Short exercise:
Reproduce all of the records below word for word, leaving out the pictures.

Dataset rows:
──────────

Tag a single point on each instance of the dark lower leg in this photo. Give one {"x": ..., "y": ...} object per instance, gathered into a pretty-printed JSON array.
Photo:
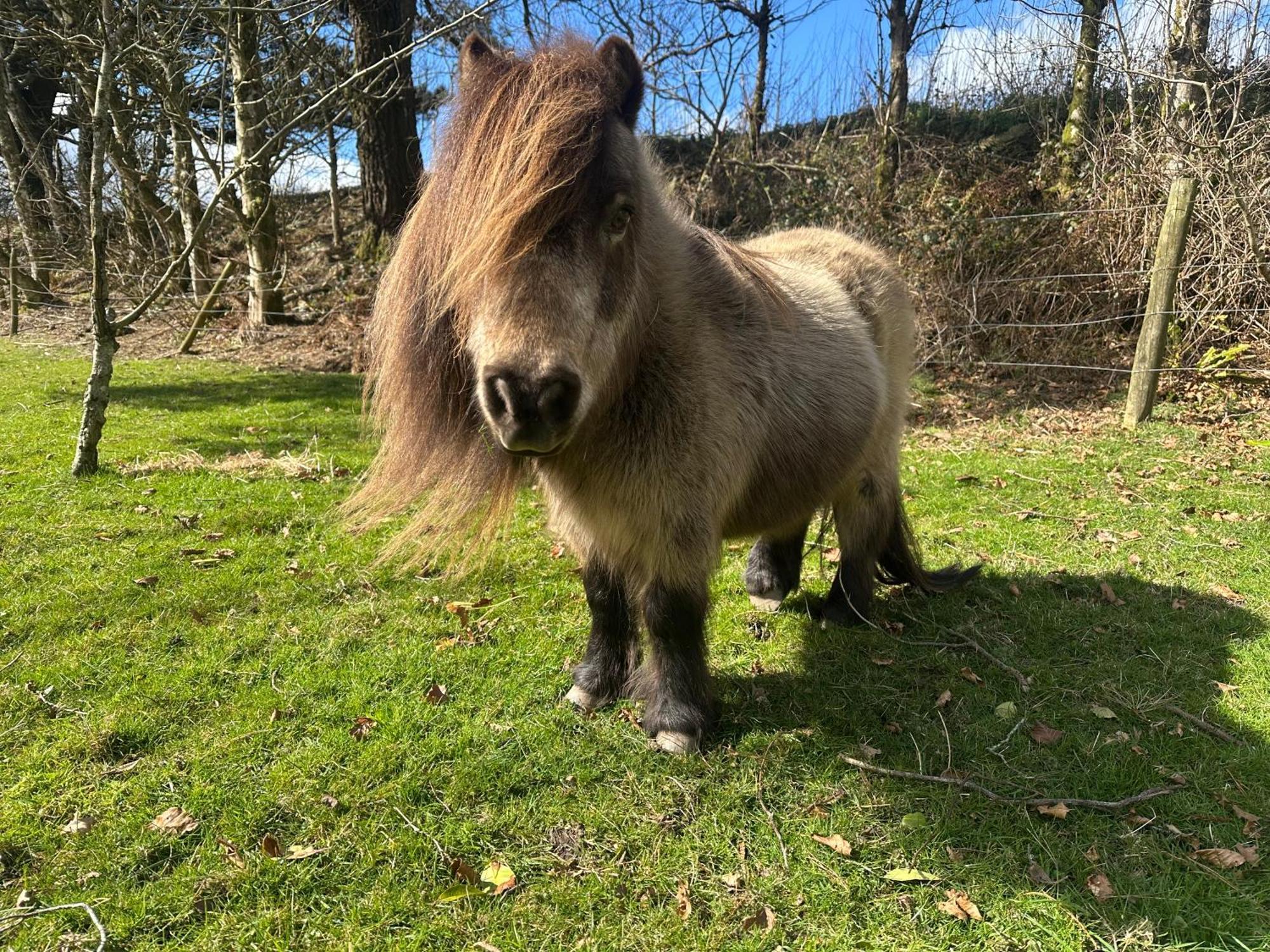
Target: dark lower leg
[
  {"x": 613, "y": 649},
  {"x": 852, "y": 595},
  {"x": 675, "y": 681},
  {"x": 775, "y": 565}
]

──────────

Complete response:
Tag a single point on each instance of the dark lower leg in this photo. Give one {"x": ..., "y": ...} object per instance, gathered into a pretty-printed JSON array.
Photo:
Target: dark lower leg
[
  {"x": 613, "y": 649},
  {"x": 852, "y": 595},
  {"x": 675, "y": 681},
  {"x": 775, "y": 565}
]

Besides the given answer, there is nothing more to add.